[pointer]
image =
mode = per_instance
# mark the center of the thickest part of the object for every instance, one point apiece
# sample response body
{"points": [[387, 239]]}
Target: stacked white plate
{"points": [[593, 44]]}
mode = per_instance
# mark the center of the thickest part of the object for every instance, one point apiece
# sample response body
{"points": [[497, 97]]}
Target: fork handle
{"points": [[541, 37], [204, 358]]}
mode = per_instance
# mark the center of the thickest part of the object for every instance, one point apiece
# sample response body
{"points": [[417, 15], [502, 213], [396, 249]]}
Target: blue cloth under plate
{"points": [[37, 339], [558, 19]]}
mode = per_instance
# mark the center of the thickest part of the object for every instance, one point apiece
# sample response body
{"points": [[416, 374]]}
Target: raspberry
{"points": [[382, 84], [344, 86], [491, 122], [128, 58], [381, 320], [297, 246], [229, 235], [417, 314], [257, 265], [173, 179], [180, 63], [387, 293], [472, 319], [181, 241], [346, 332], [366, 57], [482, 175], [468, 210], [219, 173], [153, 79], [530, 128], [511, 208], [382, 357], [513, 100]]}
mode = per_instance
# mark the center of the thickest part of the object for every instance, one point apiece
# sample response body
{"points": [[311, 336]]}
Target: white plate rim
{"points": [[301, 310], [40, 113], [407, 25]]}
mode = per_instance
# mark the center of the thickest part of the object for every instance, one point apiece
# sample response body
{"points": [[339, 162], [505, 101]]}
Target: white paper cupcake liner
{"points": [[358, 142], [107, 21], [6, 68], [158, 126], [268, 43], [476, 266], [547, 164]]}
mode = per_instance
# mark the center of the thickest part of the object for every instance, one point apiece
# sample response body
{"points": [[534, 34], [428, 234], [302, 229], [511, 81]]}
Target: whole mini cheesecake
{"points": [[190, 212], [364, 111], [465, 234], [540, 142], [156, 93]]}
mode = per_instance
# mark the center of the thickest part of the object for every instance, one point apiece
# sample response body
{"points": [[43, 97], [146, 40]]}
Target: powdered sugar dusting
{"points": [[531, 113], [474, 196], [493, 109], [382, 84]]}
━━━━━━━━
◆ Task objective ◆
Start at the first line and transcribe the data exactly through the last.

◆ Exercise output ◆
[pointer]
image =
mode = per_instance
# mark the center of the thickest part of the object for every instance, one point apiece
# sample response body
{"points": [[387, 239]]}
Target: stacked white plate
{"points": [[593, 44]]}
mode = per_instance
# mark the center of the thickest part of the object for every instance, one point apiece
# sample response body
{"points": [[497, 97]]}
Target: fork handle
{"points": [[541, 37], [204, 358]]}
mode = per_instance
# mark the center of the thickest part of the object for every instance, one point apiece
# sample response body
{"points": [[417, 15], [502, 213], [396, 249]]}
Target: blue cloth under plate
{"points": [[37, 339], [558, 19]]}
mode = per_instance
# mark the center of the thickest part of the object for every instance, one point apiece
# sample response body
{"points": [[416, 374]]}
Target: raspberry
{"points": [[382, 84], [344, 86], [491, 122], [128, 58], [381, 320], [297, 246], [229, 235], [417, 314], [257, 265], [173, 179], [180, 63], [387, 293], [472, 319], [181, 241], [346, 332], [366, 57], [482, 175], [468, 210], [219, 173], [153, 79], [530, 128], [511, 208], [382, 357], [513, 100]]}
mode = per_instance
# mark the center of the thickest part of the object for every instance, one point apiece
# sample response body
{"points": [[311, 336]]}
Target: white plate rim
{"points": [[301, 310], [40, 113], [407, 25]]}
mode = per_instance
# mark the center of the thickest part of the object for every instance, one point apiece
# sample response body
{"points": [[339, 162], [505, 101]]}
Target: white paper cupcake liner
{"points": [[358, 142], [107, 21], [6, 68], [158, 126], [268, 43], [476, 266], [547, 164]]}
mode = per_instance
# mark the center of the thickest part of the object for every instance, one point apiece
# sample response body
{"points": [[534, 34], [428, 234], [302, 229], [511, 81]]}
Target: whole mini cheesecake
{"points": [[190, 212], [364, 111], [465, 234], [540, 142], [156, 93]]}
mode = per_instance
# mark the center of the thickest part of the object for every instance, one point apiece
# sample response body
{"points": [[43, 97], [146, 40]]}
Target: powdered sugar dusting
{"points": [[531, 113], [474, 196], [493, 109], [382, 84]]}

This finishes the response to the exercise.